• **Prompt**:
Write down every entry below once more, exactly.

## Start Records shown

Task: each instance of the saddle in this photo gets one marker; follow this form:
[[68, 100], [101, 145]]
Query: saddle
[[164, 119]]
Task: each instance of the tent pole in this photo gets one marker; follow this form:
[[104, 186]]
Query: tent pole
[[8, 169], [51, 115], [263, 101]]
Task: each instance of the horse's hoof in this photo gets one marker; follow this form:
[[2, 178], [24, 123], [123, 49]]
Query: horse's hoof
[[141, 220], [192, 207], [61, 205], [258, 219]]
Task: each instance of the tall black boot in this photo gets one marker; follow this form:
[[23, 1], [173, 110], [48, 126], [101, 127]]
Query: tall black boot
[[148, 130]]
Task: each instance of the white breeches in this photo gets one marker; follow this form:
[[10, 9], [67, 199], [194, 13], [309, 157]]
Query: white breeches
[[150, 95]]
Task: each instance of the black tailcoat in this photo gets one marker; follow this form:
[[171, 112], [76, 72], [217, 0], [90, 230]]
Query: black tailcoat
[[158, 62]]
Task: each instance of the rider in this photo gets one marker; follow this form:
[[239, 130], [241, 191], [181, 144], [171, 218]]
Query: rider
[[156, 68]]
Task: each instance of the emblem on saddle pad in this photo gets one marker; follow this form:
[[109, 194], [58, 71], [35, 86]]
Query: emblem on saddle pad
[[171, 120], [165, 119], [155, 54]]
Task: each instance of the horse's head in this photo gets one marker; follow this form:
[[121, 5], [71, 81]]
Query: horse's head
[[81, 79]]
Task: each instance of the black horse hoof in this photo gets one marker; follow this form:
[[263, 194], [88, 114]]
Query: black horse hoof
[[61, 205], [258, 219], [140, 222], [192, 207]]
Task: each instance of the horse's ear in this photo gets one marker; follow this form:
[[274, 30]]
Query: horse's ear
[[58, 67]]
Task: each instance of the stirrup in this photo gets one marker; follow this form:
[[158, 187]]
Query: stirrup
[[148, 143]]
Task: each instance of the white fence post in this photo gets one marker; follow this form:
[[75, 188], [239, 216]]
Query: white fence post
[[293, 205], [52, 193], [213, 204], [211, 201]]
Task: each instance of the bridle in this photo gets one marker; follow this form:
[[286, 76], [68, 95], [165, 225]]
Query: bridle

## End Records shown

• **The reply**:
Task: each instance of the saddle in this photo gets one marker; follow this form:
[[68, 100], [101, 145]]
Query: saddle
[[164, 119]]
Task: each instance of the tent pole in this photo gets one marker; follow this form:
[[104, 186]]
Query: tent pole
[[8, 169], [51, 115], [263, 101]]
Task: each instance of the horse's hoof in this photo gets one marker; follow this form:
[[2, 178], [24, 123], [123, 49]]
Query: horse's hoof
[[141, 220], [192, 207], [61, 205], [258, 219]]
Task: each instance of the tall black boot in this photo gets one marker; follow this form:
[[23, 1], [173, 110], [48, 126], [101, 127]]
Query: tall black boot
[[148, 130]]
Task: each instance of the white breeches in this photo gets one marker; follow this form:
[[10, 9], [67, 199], [194, 13], [309, 157]]
Query: white breeches
[[150, 95]]
Task: each instance of the black tailcoat in this photo gets one marker; follow this form:
[[171, 112], [76, 72], [217, 0], [90, 230]]
Query: black tailcoat
[[158, 62]]
Task: each instance of the rider in this photo gets one marker; follow this form:
[[239, 130], [241, 191], [181, 144], [171, 218]]
Query: rider
[[156, 68]]
Task: each instance of the emblem on saddle pad in this photo gets one marker; follow this form:
[[109, 194], [58, 71], [35, 86]]
Query: emblem on saddle pad
[[171, 120], [165, 119], [155, 54]]
Task: each instance of the horse's head in this photo gets one marker; follow this form:
[[121, 5], [71, 81]]
Query: horse's head
[[81, 79]]
Task: each instance of the black horse hoof in this photo gets one marker; follow this form:
[[263, 194], [88, 114]]
Query: black horse hoof
[[61, 205], [258, 219], [140, 222], [192, 207]]
Task: each instance of the horse's ear in this photo gets one marker; follow this form:
[[274, 30]]
Query: horse's ear
[[58, 67]]
Task: each instance of the stirrup in this photo gets one marker; follow this form:
[[158, 187]]
Query: stirrup
[[148, 143]]
Task: each instance of the white fence post in this photo gets one marker; follow this form:
[[75, 188], [239, 216]]
Query: white fence post
[[293, 205], [52, 193], [213, 204], [211, 201]]
Task: each instance of the bridle in this photo gets one marker; follow this form:
[[286, 76], [68, 95], [165, 225]]
Query: bridle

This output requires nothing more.